● **WHAT IS NEEDED**
Pick out every line in the rows below that contains the string "positive", and copy each one in full.

Stored data entries:
┄┄┄┄┄┄┄┄┄┄

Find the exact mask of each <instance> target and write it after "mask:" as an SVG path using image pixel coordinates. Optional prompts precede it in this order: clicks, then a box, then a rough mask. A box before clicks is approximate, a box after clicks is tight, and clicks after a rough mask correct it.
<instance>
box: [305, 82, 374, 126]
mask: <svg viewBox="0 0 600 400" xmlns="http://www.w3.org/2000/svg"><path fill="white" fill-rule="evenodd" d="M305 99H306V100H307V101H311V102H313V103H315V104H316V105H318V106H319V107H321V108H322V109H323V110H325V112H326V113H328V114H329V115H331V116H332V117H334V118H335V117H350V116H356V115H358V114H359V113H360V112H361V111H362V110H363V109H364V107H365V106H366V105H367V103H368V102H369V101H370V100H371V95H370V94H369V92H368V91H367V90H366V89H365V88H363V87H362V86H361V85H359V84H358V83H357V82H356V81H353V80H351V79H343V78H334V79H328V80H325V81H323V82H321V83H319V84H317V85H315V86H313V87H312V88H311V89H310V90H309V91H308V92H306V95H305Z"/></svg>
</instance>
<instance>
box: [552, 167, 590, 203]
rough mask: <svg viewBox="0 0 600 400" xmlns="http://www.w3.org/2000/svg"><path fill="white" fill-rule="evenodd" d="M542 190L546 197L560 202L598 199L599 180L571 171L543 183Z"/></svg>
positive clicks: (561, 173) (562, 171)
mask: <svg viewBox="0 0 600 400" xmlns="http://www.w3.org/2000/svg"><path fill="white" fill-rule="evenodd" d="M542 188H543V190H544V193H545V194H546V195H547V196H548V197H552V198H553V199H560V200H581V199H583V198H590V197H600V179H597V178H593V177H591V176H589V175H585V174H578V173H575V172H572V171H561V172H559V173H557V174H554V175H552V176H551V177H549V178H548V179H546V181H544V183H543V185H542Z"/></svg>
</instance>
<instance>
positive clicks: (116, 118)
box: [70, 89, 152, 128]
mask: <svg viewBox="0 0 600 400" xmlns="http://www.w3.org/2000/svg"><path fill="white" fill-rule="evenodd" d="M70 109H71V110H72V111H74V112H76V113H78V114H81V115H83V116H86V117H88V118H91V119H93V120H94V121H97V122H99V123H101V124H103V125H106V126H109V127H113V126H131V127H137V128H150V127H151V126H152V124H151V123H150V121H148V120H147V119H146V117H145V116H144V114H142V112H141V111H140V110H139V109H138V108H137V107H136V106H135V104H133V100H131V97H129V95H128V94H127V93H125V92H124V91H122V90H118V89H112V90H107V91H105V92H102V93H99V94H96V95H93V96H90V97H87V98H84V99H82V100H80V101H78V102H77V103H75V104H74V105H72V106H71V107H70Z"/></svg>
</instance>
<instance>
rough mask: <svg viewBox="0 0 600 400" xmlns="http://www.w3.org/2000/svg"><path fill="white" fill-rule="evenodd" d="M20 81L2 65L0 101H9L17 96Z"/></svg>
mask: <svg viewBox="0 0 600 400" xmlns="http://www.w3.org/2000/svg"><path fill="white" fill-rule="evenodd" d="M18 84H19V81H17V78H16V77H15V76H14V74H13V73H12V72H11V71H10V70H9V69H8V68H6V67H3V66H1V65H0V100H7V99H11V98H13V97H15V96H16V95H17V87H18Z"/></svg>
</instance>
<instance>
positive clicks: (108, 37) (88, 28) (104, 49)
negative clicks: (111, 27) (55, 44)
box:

┄┄┄┄┄┄┄┄┄┄

● **EXERCISE OUTPUT**
positive clicks: (561, 173) (562, 171)
positive clicks: (116, 118)
positive clicks: (108, 37) (88, 28) (104, 49)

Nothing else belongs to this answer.